_Work instructions_
On the basis of the records below, report how many lines contain the word "leaf". Nothing else should be given.

[Exercise inputs Boundary: Start]

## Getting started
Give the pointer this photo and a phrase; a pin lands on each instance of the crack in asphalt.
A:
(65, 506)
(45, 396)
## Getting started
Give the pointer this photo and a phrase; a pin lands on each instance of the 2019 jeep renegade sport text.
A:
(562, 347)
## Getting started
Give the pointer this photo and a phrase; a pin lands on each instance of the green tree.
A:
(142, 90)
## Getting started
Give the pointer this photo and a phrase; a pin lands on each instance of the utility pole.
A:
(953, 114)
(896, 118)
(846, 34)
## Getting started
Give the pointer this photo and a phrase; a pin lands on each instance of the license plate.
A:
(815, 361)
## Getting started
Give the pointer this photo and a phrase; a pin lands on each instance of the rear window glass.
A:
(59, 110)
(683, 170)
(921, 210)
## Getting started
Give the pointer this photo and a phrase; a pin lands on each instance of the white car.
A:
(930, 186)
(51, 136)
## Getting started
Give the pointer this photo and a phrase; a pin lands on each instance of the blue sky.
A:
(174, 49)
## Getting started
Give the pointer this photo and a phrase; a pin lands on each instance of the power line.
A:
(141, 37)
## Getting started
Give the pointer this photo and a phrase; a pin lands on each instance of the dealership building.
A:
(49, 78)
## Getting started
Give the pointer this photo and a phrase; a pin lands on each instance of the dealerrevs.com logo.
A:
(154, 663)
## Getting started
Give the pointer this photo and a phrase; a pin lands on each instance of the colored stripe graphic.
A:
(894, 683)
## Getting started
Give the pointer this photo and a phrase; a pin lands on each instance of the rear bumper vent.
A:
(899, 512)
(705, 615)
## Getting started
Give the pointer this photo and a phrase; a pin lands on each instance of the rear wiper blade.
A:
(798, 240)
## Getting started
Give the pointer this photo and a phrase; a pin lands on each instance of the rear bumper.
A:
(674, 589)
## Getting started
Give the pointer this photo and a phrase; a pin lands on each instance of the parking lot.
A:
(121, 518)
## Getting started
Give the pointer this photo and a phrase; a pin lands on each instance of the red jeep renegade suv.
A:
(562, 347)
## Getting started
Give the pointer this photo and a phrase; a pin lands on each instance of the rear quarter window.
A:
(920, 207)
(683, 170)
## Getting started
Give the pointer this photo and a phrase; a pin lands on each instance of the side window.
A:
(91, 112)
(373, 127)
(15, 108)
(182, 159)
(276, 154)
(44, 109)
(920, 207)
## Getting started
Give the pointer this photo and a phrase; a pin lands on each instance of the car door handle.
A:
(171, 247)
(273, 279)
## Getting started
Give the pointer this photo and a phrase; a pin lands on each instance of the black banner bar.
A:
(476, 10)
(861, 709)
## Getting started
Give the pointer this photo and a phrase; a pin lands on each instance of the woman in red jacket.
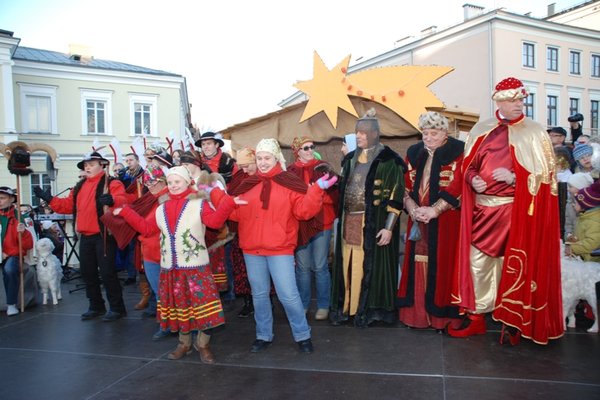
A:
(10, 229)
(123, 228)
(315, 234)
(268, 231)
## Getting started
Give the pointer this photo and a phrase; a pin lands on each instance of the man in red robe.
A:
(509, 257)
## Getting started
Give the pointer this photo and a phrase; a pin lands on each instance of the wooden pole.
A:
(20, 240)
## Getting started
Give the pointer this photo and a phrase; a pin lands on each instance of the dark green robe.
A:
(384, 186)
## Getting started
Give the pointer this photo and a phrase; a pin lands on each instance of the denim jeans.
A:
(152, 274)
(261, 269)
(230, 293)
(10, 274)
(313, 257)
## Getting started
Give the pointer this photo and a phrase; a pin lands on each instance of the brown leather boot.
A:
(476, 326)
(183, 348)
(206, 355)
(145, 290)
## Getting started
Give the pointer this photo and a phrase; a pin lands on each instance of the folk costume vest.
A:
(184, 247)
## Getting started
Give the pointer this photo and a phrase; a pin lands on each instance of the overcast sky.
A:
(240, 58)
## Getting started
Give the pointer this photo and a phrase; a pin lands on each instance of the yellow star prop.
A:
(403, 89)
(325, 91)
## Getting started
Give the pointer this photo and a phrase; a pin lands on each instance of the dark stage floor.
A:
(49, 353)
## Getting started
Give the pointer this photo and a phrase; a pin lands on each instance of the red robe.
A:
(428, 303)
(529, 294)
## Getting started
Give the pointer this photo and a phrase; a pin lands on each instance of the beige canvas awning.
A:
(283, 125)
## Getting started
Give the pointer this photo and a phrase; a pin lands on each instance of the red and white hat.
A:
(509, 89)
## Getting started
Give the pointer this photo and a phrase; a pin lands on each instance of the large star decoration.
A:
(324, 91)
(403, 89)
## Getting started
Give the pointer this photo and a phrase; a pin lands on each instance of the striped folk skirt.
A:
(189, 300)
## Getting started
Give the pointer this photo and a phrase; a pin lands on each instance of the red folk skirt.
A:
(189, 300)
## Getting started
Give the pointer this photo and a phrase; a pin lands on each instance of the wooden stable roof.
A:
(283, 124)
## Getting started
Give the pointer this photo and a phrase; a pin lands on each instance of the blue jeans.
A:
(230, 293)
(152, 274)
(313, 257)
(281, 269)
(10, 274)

[Exercise inputs Boundary: End]
[Exercise inputs Boundary: Start]

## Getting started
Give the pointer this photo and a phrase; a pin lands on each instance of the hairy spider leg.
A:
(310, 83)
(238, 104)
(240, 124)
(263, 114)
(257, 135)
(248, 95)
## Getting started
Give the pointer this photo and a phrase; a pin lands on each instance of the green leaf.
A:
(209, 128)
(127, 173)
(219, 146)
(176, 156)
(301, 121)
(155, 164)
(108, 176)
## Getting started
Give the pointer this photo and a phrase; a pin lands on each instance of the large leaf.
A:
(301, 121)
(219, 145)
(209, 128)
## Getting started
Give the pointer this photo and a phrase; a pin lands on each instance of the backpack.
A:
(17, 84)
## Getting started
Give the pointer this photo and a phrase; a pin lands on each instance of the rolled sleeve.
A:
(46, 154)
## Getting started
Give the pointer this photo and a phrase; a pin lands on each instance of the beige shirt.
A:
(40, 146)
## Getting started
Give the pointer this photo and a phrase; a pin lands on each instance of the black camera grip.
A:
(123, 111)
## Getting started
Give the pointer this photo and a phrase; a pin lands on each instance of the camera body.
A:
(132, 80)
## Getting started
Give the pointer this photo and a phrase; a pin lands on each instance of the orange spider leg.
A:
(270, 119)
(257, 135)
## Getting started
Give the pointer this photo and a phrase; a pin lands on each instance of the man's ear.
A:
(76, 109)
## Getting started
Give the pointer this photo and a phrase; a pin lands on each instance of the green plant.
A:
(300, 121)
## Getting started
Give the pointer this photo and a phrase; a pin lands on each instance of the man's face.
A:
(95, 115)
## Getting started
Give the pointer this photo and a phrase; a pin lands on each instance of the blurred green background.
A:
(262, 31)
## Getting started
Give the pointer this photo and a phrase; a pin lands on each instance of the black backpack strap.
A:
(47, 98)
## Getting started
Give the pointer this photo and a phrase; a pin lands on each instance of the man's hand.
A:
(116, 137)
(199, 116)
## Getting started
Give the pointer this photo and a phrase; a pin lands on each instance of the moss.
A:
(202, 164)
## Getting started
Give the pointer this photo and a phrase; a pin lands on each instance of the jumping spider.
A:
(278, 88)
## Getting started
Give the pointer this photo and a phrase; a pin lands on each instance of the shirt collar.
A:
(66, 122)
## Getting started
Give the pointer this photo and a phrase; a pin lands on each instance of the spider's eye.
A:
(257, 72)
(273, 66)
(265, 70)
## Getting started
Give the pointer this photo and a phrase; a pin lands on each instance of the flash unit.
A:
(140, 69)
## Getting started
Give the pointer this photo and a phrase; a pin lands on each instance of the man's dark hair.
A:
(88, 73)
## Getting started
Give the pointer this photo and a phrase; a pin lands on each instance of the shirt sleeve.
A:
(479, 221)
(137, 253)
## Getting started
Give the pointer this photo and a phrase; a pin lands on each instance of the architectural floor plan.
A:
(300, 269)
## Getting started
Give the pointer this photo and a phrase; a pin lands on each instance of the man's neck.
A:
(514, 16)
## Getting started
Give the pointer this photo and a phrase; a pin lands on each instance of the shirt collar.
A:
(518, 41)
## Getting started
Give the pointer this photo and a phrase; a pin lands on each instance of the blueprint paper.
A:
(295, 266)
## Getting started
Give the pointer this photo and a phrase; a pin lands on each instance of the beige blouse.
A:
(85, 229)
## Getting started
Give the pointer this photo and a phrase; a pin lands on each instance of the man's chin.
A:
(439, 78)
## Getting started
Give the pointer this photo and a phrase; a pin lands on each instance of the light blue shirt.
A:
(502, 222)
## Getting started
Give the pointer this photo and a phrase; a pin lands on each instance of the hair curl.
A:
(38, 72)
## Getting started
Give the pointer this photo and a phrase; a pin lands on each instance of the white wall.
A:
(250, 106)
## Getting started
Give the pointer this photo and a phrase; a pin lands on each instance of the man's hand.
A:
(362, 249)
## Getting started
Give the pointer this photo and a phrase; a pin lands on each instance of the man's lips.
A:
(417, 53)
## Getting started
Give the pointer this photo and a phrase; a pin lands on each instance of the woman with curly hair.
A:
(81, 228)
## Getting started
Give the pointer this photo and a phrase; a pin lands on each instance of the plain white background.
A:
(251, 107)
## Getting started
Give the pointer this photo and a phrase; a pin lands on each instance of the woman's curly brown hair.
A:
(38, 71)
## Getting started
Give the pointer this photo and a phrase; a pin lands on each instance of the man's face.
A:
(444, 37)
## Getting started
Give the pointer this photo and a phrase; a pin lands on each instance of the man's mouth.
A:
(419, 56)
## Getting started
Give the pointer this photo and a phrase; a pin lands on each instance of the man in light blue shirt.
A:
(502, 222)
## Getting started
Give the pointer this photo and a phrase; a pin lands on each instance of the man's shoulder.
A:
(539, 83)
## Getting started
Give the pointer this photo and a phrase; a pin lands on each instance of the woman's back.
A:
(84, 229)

[Exercise inputs Boundary: End]

_Result of this exercise_
2